* EXERCISE INPUTS *

--- start ---

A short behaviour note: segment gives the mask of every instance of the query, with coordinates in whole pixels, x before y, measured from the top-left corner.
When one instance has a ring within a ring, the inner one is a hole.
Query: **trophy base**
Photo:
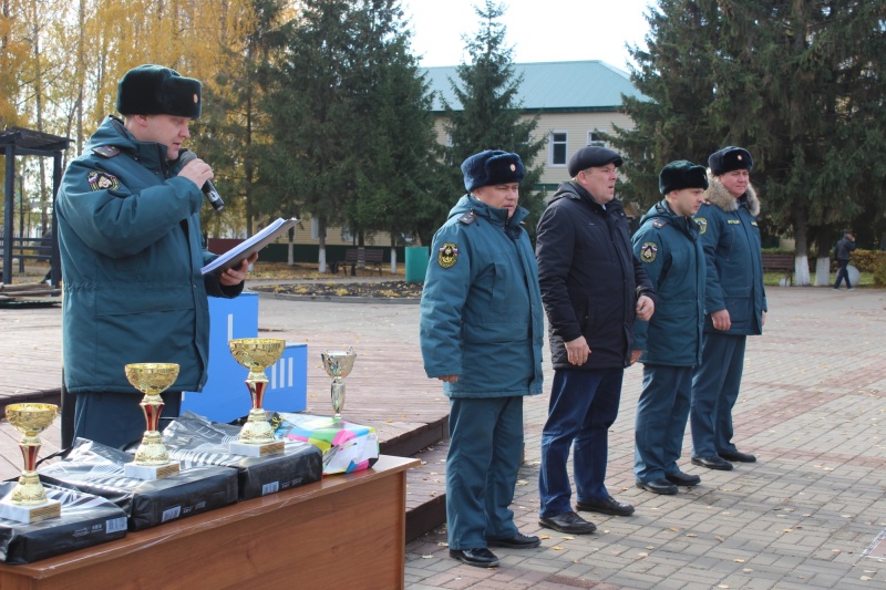
[[[123,466],[123,474],[126,477],[150,482],[178,475],[181,469],[182,466],[177,460],[169,462],[166,465],[136,465],[134,463],[127,463]]]
[[[62,516],[62,503],[59,500],[47,500],[43,504],[31,506],[19,506],[18,504],[0,501],[0,518],[6,518],[7,520],[16,520],[17,522],[30,525],[31,522],[59,516]]]
[[[261,445],[250,445],[247,443],[230,443],[231,455],[245,455],[247,457],[267,457],[268,455],[276,455],[282,453],[286,443],[276,441],[274,443],[265,443]]]

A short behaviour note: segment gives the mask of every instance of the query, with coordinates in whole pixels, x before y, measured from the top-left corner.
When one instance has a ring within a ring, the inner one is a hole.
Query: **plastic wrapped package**
[[[131,460],[128,453],[78,438],[64,459],[39,472],[49,483],[113,501],[126,513],[133,531],[237,501],[236,469],[197,465],[172,477],[136,479],[124,475]]]
[[[310,443],[323,452],[323,473],[340,474],[372,467],[379,460],[379,436],[372,426],[311,414],[277,414],[276,434]]]
[[[233,455],[228,445],[239,433],[239,426],[185,412],[163,431],[163,443],[169,456],[186,468],[217,465],[237,469],[240,500],[303,486],[322,477],[322,454],[313,445],[287,439],[284,452],[276,455]]]
[[[0,482],[0,498],[12,494],[16,482]],[[31,563],[126,536],[126,513],[111,501],[52,485],[47,497],[62,504],[58,518],[24,524],[0,518],[0,561]]]

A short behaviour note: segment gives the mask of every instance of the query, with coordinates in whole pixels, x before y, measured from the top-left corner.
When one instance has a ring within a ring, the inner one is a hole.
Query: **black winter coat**
[[[563,184],[538,221],[535,256],[554,369],[628,366],[637,299],[656,297],[633,255],[621,203],[604,207],[577,183]],[[564,342],[580,335],[591,353],[575,366]]]

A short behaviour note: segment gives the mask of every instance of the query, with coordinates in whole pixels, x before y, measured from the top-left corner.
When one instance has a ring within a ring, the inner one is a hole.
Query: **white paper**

--- end ---

* SET TASK *
Shift the listing above by reproducing every line, requests included, with 8 added to each coordinate in the answers and the pictures omitted.

* COMPLETE ANSWER *
A short behaviour note: segment gives the mask of every instance of the query, with coordinates in whole pixels, x before y, measured from the top-left corner.
When one instance has a ring within a ring, the inner one is a hole.
Query: **trophy base**
Photo:
[[[131,474],[131,482],[134,485],[158,490],[186,483],[189,477],[190,474],[185,468],[177,470],[174,473],[144,473],[142,471],[135,471]]]
[[[70,524],[70,511],[67,508],[55,508],[51,512],[39,514],[27,514],[26,512],[8,509],[8,526],[14,526],[15,528],[24,528],[25,530],[38,533],[39,530],[67,524]]]
[[[269,453],[258,453],[255,451],[238,451],[239,463],[253,463],[255,465],[275,465],[276,463],[284,463],[290,461],[294,451],[284,449],[282,451],[273,451]]]

A short behaviour note: segment gives the mask of every instance of the query, with coordinates in whole pixels, x before y, measured from the top-left corner.
When one instance has a ring within a ring, the inner one is a hole.
Query: **plastic wrapped package**
[[[139,468],[136,461],[86,446],[72,467],[47,480],[57,491],[121,509],[134,521],[141,539],[245,509],[244,477],[205,473],[180,485],[144,487],[132,483]]]
[[[318,451],[331,460],[331,481],[348,482],[380,475],[387,468],[387,444],[380,434],[319,422],[285,422],[284,442]]]
[[[241,463],[236,453],[247,441],[247,434],[193,420],[171,439],[171,451],[177,464],[194,476],[225,473],[245,477],[248,508],[311,494],[330,485],[330,462],[321,453],[295,447],[292,460],[284,463]]]
[[[8,490],[8,506],[20,502],[24,490]],[[39,571],[134,544],[134,521],[119,509],[60,493],[55,505],[70,512],[66,526],[32,532],[8,526],[8,569]]]

A short behaviour note: segment gives the mask of every instance of the query, with coordinates in whole pixels, x before y, measured from the top-left corner.
When one instance has a ring within a ring, the inner one is a hole.
Query: **black winter coat**
[[[571,192],[546,229],[543,264],[562,377],[636,374],[645,307],[664,305],[641,263],[629,211],[612,215],[585,191]],[[572,350],[588,343],[599,361],[583,374]]]

A short behaviour note: segment gives the mask of every instance of the query, with coordinates in whole pixels, x before y, measured from the top-left corner.
When one instance has a ring within a ring, the inner one is a hole.
Query: **white paper**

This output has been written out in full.